> [課題]:
「青空とすきとおった風のみ」と題する文章を、最後に示された文の後から書き継いでください。

> [抜粋]:
* * * * *

青空とすきとおった風のみ





青木新門さんのH新聞連載“いのちの旅”は、


   往生とは・・・  
        青空とすきとおった風のみ


でした。


過去に納棺の現場にあって、
人は死んだらどこへ往くのだろうとの疑問に、
明確な回答を与えてくれたのが宮沢賢治の詩であったと、
青木さんはおっしゃいます。


賢治が極端な菜食主義を貫き、
結核壊血病を併発し高熱の中で生まれた作品。
文字にも出来ないし口に出しても言えないので
「目にて云う」と題された。


だめでせう
とまりませんな
がぶがぶ湧いてゐるですからな
ゆふべからねむらず血も出つづけなもんですから
そこらは青くしんしんとして
どうも間もなく死にさうです


けれどもなんといゝ風でせう
もう清明が近いので
あんなに青ぞらからもりあがって湧くやうに
きれいな風が来るですな
もみぢの嫩芽と毛のやうな花に
秋草のやうな波をたて
焼痕のある藺草のむしろも青いです


あなたは医学会のお帰りか何かは知りませんが
黒いフロックコートを召して
こんなに本気にいろいろ手あてもしていたゞけば
これで死んでもまづは文句もありません
血がでてゐるにかゝはらず
こんなにのんきで苦しくないのは
魂魄なかばからだをはなれたのですかな
たゞどうも血のために
それを云へないがひどいです
あなたの方からみたらずゐぶんさんたんたるけしきでせうが
わたくしから見えるのは
やっぱりきれいな青ぞらと
すきとほった風ばかりです。

* * * * *

> [一覧]:
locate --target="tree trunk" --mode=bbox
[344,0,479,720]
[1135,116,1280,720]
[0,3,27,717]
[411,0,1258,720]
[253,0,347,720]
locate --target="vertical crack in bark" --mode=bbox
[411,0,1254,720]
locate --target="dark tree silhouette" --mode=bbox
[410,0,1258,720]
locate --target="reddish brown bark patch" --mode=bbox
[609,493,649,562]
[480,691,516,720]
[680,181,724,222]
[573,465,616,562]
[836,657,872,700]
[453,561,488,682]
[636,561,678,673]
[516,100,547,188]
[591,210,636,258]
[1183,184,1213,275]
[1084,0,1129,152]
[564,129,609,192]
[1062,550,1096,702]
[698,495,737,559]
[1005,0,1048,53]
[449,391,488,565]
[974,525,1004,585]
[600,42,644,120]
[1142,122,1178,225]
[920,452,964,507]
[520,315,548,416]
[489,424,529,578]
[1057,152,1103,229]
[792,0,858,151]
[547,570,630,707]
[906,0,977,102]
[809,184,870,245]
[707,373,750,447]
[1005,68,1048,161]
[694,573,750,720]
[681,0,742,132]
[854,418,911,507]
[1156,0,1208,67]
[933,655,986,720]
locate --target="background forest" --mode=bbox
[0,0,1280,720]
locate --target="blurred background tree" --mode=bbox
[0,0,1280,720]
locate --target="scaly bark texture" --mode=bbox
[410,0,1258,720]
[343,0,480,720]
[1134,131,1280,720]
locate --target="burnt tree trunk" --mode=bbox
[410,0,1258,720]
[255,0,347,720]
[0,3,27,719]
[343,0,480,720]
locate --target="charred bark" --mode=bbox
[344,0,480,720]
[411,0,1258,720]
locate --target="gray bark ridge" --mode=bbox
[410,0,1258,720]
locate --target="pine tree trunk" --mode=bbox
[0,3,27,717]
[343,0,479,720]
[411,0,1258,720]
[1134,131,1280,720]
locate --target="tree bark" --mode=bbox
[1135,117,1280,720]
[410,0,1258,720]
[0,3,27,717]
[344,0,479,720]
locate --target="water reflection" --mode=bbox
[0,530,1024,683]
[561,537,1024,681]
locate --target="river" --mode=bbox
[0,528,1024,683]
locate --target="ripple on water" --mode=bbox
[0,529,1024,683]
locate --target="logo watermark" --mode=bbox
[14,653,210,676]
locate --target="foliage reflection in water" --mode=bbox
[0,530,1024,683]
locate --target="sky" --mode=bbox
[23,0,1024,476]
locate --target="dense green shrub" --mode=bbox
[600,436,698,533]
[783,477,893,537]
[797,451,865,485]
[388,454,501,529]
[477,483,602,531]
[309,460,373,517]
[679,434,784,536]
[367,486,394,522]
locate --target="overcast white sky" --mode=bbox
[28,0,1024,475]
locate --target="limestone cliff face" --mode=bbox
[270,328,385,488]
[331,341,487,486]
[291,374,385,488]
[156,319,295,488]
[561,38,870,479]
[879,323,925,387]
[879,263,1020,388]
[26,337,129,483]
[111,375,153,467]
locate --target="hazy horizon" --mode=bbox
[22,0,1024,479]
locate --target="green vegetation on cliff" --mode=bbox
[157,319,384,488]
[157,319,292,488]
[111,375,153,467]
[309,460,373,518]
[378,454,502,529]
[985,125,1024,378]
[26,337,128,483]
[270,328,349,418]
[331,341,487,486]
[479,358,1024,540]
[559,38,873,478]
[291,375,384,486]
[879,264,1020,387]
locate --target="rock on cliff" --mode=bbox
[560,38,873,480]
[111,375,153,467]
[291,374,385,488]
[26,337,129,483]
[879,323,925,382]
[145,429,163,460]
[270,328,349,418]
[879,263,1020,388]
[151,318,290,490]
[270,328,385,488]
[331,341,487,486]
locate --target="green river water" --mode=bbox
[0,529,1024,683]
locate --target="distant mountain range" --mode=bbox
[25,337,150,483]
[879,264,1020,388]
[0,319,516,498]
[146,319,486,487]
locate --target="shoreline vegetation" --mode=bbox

* * * * *

> [課題の解答]:
なんだ、そうゆうことだったのか。
死に直面した人のまわりでわいわいさわいでいる人たちを尻目に、
死に行く人は
「きれいな青空とすきとおった風の中」にいるのである。


往生とは
「きれいな青空とすきとおった風ばかり」の後世へ往くことなのである。
死を克服することは至難であるが、
少なくとも後世を信ずる人が側にいれば一番いいのである。


きれいな青空とすきとおった風ばかりの世界、
すなわち浄土なのだから。

                     (一部略)
郁代も、
「きれいな青空とすきとおった風の中」
にいるように思えてなりません。